_Work to complete_
Copy the material below word for word, from its first line through the line that contains "220L59 203L44 198L39", with both of those lines included. Leave the pictures out.

_Raw data_
** Begin **

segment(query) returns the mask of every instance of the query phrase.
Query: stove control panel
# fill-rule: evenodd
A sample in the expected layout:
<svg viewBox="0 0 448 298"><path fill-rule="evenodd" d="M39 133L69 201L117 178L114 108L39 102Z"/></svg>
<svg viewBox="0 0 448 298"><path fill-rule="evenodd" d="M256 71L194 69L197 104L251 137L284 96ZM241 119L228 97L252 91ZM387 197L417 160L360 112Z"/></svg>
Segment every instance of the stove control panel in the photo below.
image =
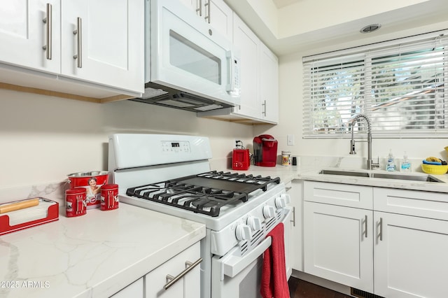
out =
<svg viewBox="0 0 448 298"><path fill-rule="evenodd" d="M162 151L165 153L178 153L185 152L189 153L191 151L190 148L190 143L186 141L162 141Z"/></svg>

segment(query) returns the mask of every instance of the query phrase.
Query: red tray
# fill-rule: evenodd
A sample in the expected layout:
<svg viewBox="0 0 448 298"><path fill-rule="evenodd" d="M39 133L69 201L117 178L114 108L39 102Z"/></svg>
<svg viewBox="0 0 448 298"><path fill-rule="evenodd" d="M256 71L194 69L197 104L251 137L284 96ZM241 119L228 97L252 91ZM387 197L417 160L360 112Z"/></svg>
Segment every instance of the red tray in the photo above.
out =
<svg viewBox="0 0 448 298"><path fill-rule="evenodd" d="M59 220L59 203L44 198L39 198L39 200L40 201L52 203L52 205L48 206L47 215L45 218L11 226L10 225L9 216L8 215L8 213L0 215L0 235L20 231L21 229L27 229L29 227ZM22 210L26 210L26 208Z"/></svg>

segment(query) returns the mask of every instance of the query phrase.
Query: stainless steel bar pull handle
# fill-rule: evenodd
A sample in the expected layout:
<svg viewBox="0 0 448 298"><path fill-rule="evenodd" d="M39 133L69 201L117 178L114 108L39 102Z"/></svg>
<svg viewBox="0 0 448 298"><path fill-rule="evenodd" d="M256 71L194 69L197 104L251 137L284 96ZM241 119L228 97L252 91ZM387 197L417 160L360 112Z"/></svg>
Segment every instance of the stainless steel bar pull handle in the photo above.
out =
<svg viewBox="0 0 448 298"><path fill-rule="evenodd" d="M76 55L74 55L74 59L78 59L78 68L83 67L83 29L81 18L78 17L76 19L76 29L73 31L73 34L77 35L76 36Z"/></svg>
<svg viewBox="0 0 448 298"><path fill-rule="evenodd" d="M210 0L204 4L204 6L207 7L207 14L204 18L207 20L207 22L210 24Z"/></svg>
<svg viewBox="0 0 448 298"><path fill-rule="evenodd" d="M172 275L167 274L167 283L165 284L165 285L163 286L163 288L165 290L168 290L168 288L169 287L171 287L172 285L173 285L174 283L177 283L178 281L178 280L180 280L181 278L182 278L183 276L186 276L186 274L187 274L188 272L190 272L191 270L192 270L193 268L195 268L196 266L199 265L201 262L202 262L202 258L200 257L197 261L195 262L194 263L192 263L190 262L186 262L185 264L186 264L186 269L183 270L182 272L181 272L180 274L178 274L176 276L173 276Z"/></svg>
<svg viewBox="0 0 448 298"><path fill-rule="evenodd" d="M46 44L42 47L42 48L47 52L47 59L51 60L52 57L52 10L51 4L47 3L47 16L42 20L42 21L47 24L46 29Z"/></svg>
<svg viewBox="0 0 448 298"><path fill-rule="evenodd" d="M197 3L197 1L196 1ZM199 0L199 8L196 8L196 13L199 12L199 16L202 16L202 0Z"/></svg>

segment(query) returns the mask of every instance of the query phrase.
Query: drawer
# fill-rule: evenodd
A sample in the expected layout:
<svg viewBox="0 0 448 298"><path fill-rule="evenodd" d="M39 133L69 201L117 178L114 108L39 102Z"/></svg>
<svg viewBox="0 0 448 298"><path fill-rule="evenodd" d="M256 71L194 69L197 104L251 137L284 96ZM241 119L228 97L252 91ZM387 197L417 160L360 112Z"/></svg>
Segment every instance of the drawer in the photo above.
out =
<svg viewBox="0 0 448 298"><path fill-rule="evenodd" d="M448 220L448 194L375 187L375 211Z"/></svg>
<svg viewBox="0 0 448 298"><path fill-rule="evenodd" d="M372 210L373 189L370 186L304 181L304 199L308 201Z"/></svg>

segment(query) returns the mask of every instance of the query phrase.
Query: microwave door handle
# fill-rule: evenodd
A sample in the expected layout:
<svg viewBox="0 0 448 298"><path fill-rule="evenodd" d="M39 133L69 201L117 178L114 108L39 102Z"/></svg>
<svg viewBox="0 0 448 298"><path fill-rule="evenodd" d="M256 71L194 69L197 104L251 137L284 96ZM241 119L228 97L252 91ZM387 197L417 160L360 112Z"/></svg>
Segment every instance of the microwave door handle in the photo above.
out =
<svg viewBox="0 0 448 298"><path fill-rule="evenodd" d="M228 84L225 86L225 91L230 92L233 91L234 89L234 73L233 73L233 67L232 65L232 61L233 60L233 55L232 55L231 50L227 50L225 52L225 59L227 59L227 70L228 70L228 76L227 80Z"/></svg>

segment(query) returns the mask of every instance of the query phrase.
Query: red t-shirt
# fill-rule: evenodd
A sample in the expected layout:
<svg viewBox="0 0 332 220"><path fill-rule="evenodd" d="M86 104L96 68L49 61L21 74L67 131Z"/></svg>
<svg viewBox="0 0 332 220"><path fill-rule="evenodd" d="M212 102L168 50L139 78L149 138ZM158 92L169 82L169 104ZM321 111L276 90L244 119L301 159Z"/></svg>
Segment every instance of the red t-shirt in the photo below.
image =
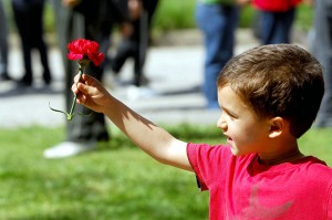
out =
<svg viewBox="0 0 332 220"><path fill-rule="evenodd" d="M301 0L253 0L253 6L263 11L283 12L301 3Z"/></svg>
<svg viewBox="0 0 332 220"><path fill-rule="evenodd" d="M276 166L235 157L228 146L188 144L211 220L332 220L332 169L314 157Z"/></svg>

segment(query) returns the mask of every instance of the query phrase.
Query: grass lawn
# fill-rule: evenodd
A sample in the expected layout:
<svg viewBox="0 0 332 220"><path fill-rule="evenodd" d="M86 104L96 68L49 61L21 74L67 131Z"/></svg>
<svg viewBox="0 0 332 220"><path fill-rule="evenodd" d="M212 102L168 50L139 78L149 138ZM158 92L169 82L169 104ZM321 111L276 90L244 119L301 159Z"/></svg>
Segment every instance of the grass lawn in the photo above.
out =
<svg viewBox="0 0 332 220"><path fill-rule="evenodd" d="M184 140L225 142L215 126L168 130ZM64 128L0 128L0 219L207 219L208 193L199 192L194 174L159 165L112 133L91 154L46 160L42 150L63 140ZM310 130L302 150L332 166L331 134Z"/></svg>

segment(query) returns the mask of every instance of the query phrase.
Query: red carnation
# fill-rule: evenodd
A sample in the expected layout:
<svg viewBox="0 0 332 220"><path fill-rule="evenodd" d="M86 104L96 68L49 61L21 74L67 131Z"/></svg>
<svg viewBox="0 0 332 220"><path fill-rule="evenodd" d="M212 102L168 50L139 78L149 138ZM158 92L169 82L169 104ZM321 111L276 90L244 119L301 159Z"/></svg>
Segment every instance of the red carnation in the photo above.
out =
<svg viewBox="0 0 332 220"><path fill-rule="evenodd" d="M100 45L95 41L77 39L68 44L69 60L90 60L95 66L104 61L104 54L98 52Z"/></svg>

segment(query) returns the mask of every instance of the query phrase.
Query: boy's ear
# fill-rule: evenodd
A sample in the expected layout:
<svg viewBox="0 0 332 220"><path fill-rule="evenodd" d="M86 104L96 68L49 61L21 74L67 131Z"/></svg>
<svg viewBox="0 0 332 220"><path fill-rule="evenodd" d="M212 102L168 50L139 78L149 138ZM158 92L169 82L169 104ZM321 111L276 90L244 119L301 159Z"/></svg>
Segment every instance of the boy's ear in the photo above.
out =
<svg viewBox="0 0 332 220"><path fill-rule="evenodd" d="M269 126L270 126L269 137L274 138L282 134L282 132L286 128L286 122L282 117L272 117L269 121Z"/></svg>

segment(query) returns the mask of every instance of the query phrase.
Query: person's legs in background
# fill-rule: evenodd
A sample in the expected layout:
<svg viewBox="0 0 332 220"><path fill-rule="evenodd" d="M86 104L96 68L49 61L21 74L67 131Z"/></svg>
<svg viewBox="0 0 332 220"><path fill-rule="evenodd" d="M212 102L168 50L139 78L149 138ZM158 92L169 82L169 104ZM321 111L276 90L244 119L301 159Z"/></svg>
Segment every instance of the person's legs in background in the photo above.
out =
<svg viewBox="0 0 332 220"><path fill-rule="evenodd" d="M295 8L286 12L260 12L261 44L290 43Z"/></svg>
<svg viewBox="0 0 332 220"><path fill-rule="evenodd" d="M205 74L203 91L208 109L219 109L217 77L232 57L238 8L221 4L198 3L196 20L205 38Z"/></svg>
<svg viewBox="0 0 332 220"><path fill-rule="evenodd" d="M311 50L323 66L325 87L315 126L332 127L332 2L317 0L314 10L314 36Z"/></svg>

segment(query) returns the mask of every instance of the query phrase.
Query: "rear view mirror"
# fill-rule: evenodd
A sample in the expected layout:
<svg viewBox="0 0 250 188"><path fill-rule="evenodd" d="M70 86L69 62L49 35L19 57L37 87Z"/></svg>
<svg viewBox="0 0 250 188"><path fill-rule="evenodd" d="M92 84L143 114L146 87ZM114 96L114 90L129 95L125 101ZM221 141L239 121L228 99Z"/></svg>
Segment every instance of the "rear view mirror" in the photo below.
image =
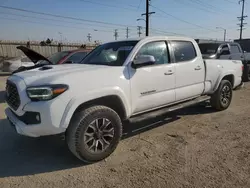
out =
<svg viewBox="0 0 250 188"><path fill-rule="evenodd" d="M73 64L73 61L66 61L64 64Z"/></svg>
<svg viewBox="0 0 250 188"><path fill-rule="evenodd" d="M139 68L155 64L155 57L152 55L140 55L133 61L133 68Z"/></svg>
<svg viewBox="0 0 250 188"><path fill-rule="evenodd" d="M230 55L229 49L219 49L217 52L217 56L220 57L221 55Z"/></svg>

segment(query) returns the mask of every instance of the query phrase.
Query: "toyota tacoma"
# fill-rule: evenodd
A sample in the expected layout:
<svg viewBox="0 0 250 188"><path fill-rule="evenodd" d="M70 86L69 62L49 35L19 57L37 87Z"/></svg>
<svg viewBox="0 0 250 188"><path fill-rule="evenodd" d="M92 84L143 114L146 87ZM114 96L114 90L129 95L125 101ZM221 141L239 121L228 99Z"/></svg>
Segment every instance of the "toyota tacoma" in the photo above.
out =
<svg viewBox="0 0 250 188"><path fill-rule="evenodd" d="M241 76L241 61L204 60L191 38L115 41L98 46L79 64L11 75L5 113L17 133L63 133L70 151L93 163L115 150L127 120L204 101L227 109Z"/></svg>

** End **

_Exercise result_
segment(query) returns the mask of every instance of the query phrase.
Query: stove control panel
# fill-rule: evenodd
A sample in the expected layout:
<svg viewBox="0 0 448 298"><path fill-rule="evenodd" d="M39 133L69 201L117 178L114 108L39 102Z"/></svg>
<svg viewBox="0 0 448 298"><path fill-rule="evenodd" d="M256 71L194 69L197 104L251 137L284 96ZM241 119L228 97L252 91ZM387 197L417 160L360 112Z"/></svg>
Segment every instance of the stove control panel in the photo below.
image =
out =
<svg viewBox="0 0 448 298"><path fill-rule="evenodd" d="M162 151L165 153L178 153L185 152L189 153L191 151L190 148L190 143L186 141L162 141Z"/></svg>

segment(query) returns the mask of every instance of the query phrase.
Query: red tray
# fill-rule: evenodd
A sample in the expected layout:
<svg viewBox="0 0 448 298"><path fill-rule="evenodd" d="M39 133L69 201L117 178L114 108L39 102Z"/></svg>
<svg viewBox="0 0 448 298"><path fill-rule="evenodd" d="M256 71L194 69L197 104L251 137L284 96ZM241 119L228 97L252 91ZM387 197L417 160L360 112Z"/></svg>
Segment every instance of the red tray in the photo above.
out =
<svg viewBox="0 0 448 298"><path fill-rule="evenodd" d="M59 220L59 203L44 198L39 198L39 200L40 201L52 203L52 205L48 206L47 215L45 218L11 226L10 225L9 216L8 215L8 213L0 215L0 235L20 231L21 229L27 229L29 227ZM22 210L26 210L26 208Z"/></svg>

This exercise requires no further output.